# [EXERCISE]
Render the data below as a JSON list of strings, one string per line, with blank lines left out. Leave the pictures out of the list.

------------------------------

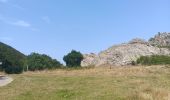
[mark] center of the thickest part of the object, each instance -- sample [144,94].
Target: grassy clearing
[123,83]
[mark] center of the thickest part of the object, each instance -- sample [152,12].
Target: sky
[55,27]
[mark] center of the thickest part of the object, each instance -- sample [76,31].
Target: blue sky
[55,27]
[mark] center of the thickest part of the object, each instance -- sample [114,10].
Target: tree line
[14,62]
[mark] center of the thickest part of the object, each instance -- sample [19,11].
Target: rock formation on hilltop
[123,54]
[161,40]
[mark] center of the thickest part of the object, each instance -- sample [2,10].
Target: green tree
[10,57]
[37,61]
[73,59]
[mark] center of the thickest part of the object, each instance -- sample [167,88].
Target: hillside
[127,53]
[11,55]
[161,40]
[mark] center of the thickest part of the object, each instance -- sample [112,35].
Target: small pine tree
[73,59]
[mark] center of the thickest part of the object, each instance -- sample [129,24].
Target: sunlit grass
[119,83]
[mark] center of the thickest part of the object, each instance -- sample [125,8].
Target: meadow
[103,83]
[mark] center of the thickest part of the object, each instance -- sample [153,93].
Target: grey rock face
[161,39]
[123,54]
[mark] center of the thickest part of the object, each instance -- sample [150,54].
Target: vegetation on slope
[73,59]
[37,61]
[10,57]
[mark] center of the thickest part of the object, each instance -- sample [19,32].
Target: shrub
[37,61]
[13,70]
[73,59]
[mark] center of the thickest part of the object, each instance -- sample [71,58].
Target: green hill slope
[10,56]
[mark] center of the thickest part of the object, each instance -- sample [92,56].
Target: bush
[154,60]
[73,59]
[41,61]
[13,70]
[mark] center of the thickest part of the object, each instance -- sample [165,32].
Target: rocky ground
[125,54]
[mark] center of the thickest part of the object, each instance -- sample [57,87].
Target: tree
[73,59]
[10,57]
[37,61]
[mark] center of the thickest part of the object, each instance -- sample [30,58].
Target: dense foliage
[154,60]
[37,61]
[73,59]
[10,57]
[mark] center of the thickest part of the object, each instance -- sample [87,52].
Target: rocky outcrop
[161,40]
[123,54]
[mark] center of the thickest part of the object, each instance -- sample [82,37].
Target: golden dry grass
[118,83]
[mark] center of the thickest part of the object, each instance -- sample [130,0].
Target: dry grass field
[118,83]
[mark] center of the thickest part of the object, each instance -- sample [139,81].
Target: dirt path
[4,80]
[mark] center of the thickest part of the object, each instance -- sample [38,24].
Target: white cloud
[21,23]
[46,19]
[3,1]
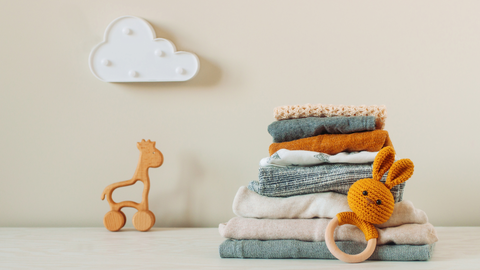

------------------------------

# [ANSWER TO THIS EXERCISE]
[
  "[mark] center of the thickest part of the object, each instance -- sample [144,94].",
  "Target: grassy clearing",
  "[123,83]",
  "[mark] center of the thickest part of the object, each instance -- sample [152,12].",
  "Target: sky",
  "[55,27]",
  "[mark] center of the thickest part of the object, each instance -- sample [76,31].",
  "Target: blue sky",
  "[55,27]",
  "[mark] center of the thickest part of the object, each instance -- sample [114,10].",
  "Target: tree line",
  "[14,62]",
  "[mark] center of the thickest part of the object, each instance -- sample [19,11].",
  "Target: rock formation on hilltop",
  "[123,54]",
  "[161,40]",
  "[mark] center of the thickest part of the object, each instance -- sample [2,10].",
  "Target: green tree",
  "[10,57]",
  "[37,61]",
  "[73,59]",
  "[mark] center of the thickest part of the object, each instance -- sample [167,88].",
  "Target: hillside",
  "[127,53]",
  "[11,55]",
  "[161,40]",
  "[mark] center of the thickest part of the object, each instance -- sample [112,35].",
  "Target: small pine tree",
  "[73,59]",
  "[mark] center of the thickest part of the object, each instance -- sample [129,24].",
  "Target: sunlit grass",
  "[119,83]",
  "[mark] center of the thickest part of the object, each instance -- sample [125,8].",
  "Target: meadow",
  "[103,83]",
  "[mark] center of the thickest part of the object, each instance -- sample [153,93].",
  "Target: grey rock face",
  "[161,39]",
  "[123,54]",
  "[mark] center of the thickest part of the object, each instance -- sample [150,54].",
  "Target: vegetation on slope",
  "[73,59]",
  "[37,61]",
  "[10,57]",
  "[mark] center of the thickest part of the object, each instance -- sample [19,32].",
  "Target: shrub",
  "[37,61]",
  "[13,70]",
  "[73,59]",
  "[mark] center of the thickest part of the object, each instance -- sample [71,58].",
  "Target: green hill slope",
  "[10,56]",
  "[mark] center of the thickest part of the object, each instance -- sample [92,56].",
  "Target: bush",
  "[154,60]",
  "[73,59]",
  "[41,61]",
  "[13,70]",
  "[mark] center of the thickest part of the object, each instance -- sample [165,32].",
  "Target: rocky ground",
  "[125,54]",
  "[mark] center of the thickest part of the object, each instance -- sample [57,87].",
  "Target: tree",
  "[73,59]",
  "[10,57]",
  "[37,61]",
  "[mark] center of the thickest part of the object, each instance -- sample [30,58].",
  "Target: dense foliage",
  "[154,60]",
  "[37,61]",
  "[73,59]",
  "[10,57]",
  "[mark] center of the thickest part of the object, each instance -- sample [87,52].",
  "Target: rocky outcrop",
  "[161,40]",
  "[123,54]",
  "[mark] center of the thickest part of the object, each instance -- sample [82,37].",
  "Target: golden dry grass",
  "[118,83]",
  "[mark] center of the thickest part of the object, each instance -- sample [130,0].",
  "Target: dry grass field",
  "[118,83]",
  "[mark] center of the thickest part of the object, each instance -- sample [139,81].",
  "Target: dirt path",
  "[4,80]",
  "[mark] center of the thickest part of the object, each instance -- sample [38,24].",
  "Target: white cloud",
  "[21,23]",
  "[46,19]",
  "[3,1]"
]